Inverse modelling for predicting both water and nitrate movement in a structured-clay soil (Red Ferrosol)

Horizontal solute absorption

Absorption of a NO₃^– solution by the soil was measured in horizontal columns between 17 and 50 cm in length depending on absorption periods. The air dry soil was moistened before packing into the columns. Columns were packed (using a drop hammer) with relatively dry soil (water content 0.15 g g⁻¹) in two to three g increments to achieve a bulk density of close to 1.03 g cm⁻³, which is similar to that measured in the field. Using a Mariotte bottle, a 110 µmol_c cm⁻³ NO₃^– solution was applied to the inlet of the soil column at zero suction. The outlet of the column remained open, tamped with cotton wool to hold the soil in place. Flow was stopped at set times and the column divided into sections that ranged from 1 to 2.5 cm. Short sections were place near the wetting front to provide an accurate measure of the solute and water contents in this area. The soil sections were transferred to tubes and weighed to determine moist weight.

Two types of column experiments were conducted, and are referred to as Set A and Set B. Each individual experiment in both Set A and Set B used a freshly prepared soil column. Set A consisted of five experiments with infiltration times of 26, 30, 43, 47, and 70 min. In these experiments, water-soluble NO₃^– vs distance in the column was determined by adding deionised water to each column section to make a soil-to-water ratio of 1:5.5 (SD ± 0.4). The soil plus water was weighed. Samples were shaken for 4 h in an end-over-end shaker, centrifuged at 9,800 m s⁻² for 10 min, and the supernatant decanted and weighed. The soil remaining in the tubes was also weighed.

Set B involved four columns with absorption times for two of 80 and 320 min for the others. Duplicate columns in this series were either (i) extracted as in Set A or (ii) the soil solution was extracted using the TFE method described by Phillips & Bond (1989). The adsorbed NO₃^– was extracted by adding a volume of 2M KCl to form a 1:5.5 (SD ± 0.5) soil:solution ratio (Rayment & Higginson, 1992).

The tubes were reweighed and shaken for 1 h to extract adsorbed NO₃^–. The soil plus 2M KCl samples were centrifuged at 9,800 m s⁻² for 10 min, and the supernatant decanted in preweighed falcon tubes and weighed. The soil remaining in the tubes was washed twice by shaking for 30 min in 20 cm³ deionised water to remove residual salts. The tubes were centrifuged at 9,800 m s⁻² for 10 min and the wash solution discarded. The washed soil was oven-dried at 105 °C and weighed to give the oven-dry mass of soil in each section. Water and KCl extracts were analysed for NO₃^––N on an Alpkem autoanalyser (Alpkem, 1992).

Point-source solute infiltration

Perspex wedges were constructed with the same dimensions described by Li, Zhang & Ren (2003) and packed with dry soil (water content of 0.2 g g⁻¹) to a bulk density of 0.95 g cm⁻³. All solutions were applied to the 15° corner of the wedge at a depth of five cm (Fig. 1) with a peristaltic pump set to deliver solution at 50 cm³ h⁻¹, equivalent to a dripper output of 1,200 cm³ h⁻¹ in a 360° flow environment.

━━━━━━━━━━━━━━━━━━━━

# Objective 1:
Repeat the soil nitrate text from "Perspex wedges were" to "360° flow environment.", keeping every word as it stands.
# Objective 2:
In the entries, take the lines from the line with "Objective — for every instance of the shadowed" through the end of the entries and swap "shadowed entry recess" for "darkened entrance alcove". Give back only those lines, with everything else unchanged.
The text above and the entries that follow were drawn from two unrelated sources.

[Raw records]
━━━━━━━━━━━━━━━━━━━━

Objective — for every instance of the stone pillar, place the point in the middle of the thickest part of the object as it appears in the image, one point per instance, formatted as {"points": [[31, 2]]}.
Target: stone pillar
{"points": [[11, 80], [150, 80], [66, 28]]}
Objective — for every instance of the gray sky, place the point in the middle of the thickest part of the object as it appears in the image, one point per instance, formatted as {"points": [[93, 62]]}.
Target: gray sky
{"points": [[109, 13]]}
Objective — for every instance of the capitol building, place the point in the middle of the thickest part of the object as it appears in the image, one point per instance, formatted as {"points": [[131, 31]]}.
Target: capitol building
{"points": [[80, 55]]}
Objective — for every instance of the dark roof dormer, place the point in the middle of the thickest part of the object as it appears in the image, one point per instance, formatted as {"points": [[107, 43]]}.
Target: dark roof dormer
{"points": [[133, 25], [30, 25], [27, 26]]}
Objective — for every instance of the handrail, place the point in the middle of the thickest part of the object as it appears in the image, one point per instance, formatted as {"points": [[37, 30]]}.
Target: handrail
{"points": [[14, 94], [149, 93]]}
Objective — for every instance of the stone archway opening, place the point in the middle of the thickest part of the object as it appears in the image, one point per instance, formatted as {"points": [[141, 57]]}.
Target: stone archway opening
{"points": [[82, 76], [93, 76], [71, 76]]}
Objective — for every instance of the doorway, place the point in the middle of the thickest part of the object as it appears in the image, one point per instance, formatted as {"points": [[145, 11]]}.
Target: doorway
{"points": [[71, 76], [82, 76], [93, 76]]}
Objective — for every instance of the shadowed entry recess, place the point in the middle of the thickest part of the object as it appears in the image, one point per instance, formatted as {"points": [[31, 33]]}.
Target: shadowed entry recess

━━━━━━━━━━━━━━━━━━━━

# Full answer 1:
Perspex wedges were constructed with the same dimensions described by Li, Zhang & Ren (2003) and packed with dry soil (water content of 0.2 g g⁻¹) to a bulk density of 0.95 g cm⁻³. All solutions were applied to the 15° corner of the wedge at a depth of five cm (Fig. 1) with a peristaltic pump set to deliver solution at 50 cm³ h⁻¹, equivalent to a dripper output of 1,200 cm³ h⁻¹ in a 360° flow environment.

# Full answer 2:
Objective — for every instance of the darkened entrance alcove, place the point in the middle of the thickest part of the object as it appears in the image, one point per instance, formatted as {"points": [[31, 33]]}.
Target: darkened entrance alcove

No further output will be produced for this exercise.